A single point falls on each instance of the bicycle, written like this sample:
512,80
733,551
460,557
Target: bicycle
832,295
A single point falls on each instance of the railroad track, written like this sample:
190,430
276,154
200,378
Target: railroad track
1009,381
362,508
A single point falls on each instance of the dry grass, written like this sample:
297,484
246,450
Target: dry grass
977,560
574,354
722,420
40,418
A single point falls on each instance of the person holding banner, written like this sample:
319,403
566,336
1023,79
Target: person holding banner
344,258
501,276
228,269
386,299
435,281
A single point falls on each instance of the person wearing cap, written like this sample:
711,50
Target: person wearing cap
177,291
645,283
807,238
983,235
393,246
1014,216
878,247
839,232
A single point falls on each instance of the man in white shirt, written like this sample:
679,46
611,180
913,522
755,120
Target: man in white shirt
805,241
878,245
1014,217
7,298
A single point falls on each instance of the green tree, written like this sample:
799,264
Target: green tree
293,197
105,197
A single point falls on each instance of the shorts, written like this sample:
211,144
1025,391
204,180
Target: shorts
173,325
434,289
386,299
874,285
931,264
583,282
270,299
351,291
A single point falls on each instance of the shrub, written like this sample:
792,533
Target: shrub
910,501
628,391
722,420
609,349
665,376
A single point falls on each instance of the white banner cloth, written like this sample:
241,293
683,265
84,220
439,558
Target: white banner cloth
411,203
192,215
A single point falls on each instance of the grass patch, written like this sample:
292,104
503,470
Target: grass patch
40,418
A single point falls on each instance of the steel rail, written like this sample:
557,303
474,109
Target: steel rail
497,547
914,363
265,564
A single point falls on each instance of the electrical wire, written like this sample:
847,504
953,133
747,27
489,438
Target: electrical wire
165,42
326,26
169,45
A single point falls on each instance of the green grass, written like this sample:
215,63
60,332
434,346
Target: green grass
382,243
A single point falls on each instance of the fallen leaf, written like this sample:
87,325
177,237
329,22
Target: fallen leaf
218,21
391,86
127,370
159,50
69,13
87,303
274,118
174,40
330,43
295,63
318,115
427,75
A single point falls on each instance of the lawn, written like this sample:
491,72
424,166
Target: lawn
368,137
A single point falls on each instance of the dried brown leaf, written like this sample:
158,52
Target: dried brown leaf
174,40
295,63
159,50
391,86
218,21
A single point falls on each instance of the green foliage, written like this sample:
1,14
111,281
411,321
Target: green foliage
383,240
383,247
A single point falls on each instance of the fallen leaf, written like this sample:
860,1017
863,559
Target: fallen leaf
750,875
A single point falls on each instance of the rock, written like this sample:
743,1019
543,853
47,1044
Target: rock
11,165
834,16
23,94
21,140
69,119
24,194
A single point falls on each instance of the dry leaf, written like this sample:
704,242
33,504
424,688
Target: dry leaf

EXERCISE INSTRUCTIONS:
Rewrite everything from the line containing "A single point falls on each instance of the lawn, written" down to the end of the records, substituting "example" for "sample" and keeping all else unchanged.

EXERCISE ANSWER:
A single point falls on each instance of the lawn, written like this example:
491,72
424,166
Target: lawn
368,137
A single point falls on each instance of the dried brown leaf, written like this example:
158,52
Target: dried brown leaf
174,40
295,63
159,50
391,86
218,21
A single point falls on each instance of the green foliage, written like this example:
1,14
111,281
411,321
Target: green foliage
383,240
383,247
A single point falls on each instance of the fallen leaf, written like this example:
860,1017
863,559
Target: fallen leaf
750,875
A single point falls on each instance of the rock, written like this example:
743,1019
543,853
47,1044
Target: rock
11,165
834,16
23,94
21,140
69,119
24,194
A single point falls on each instance of the dry leaf, written like this example:
704,242
33,504
424,688
Target: dry leaf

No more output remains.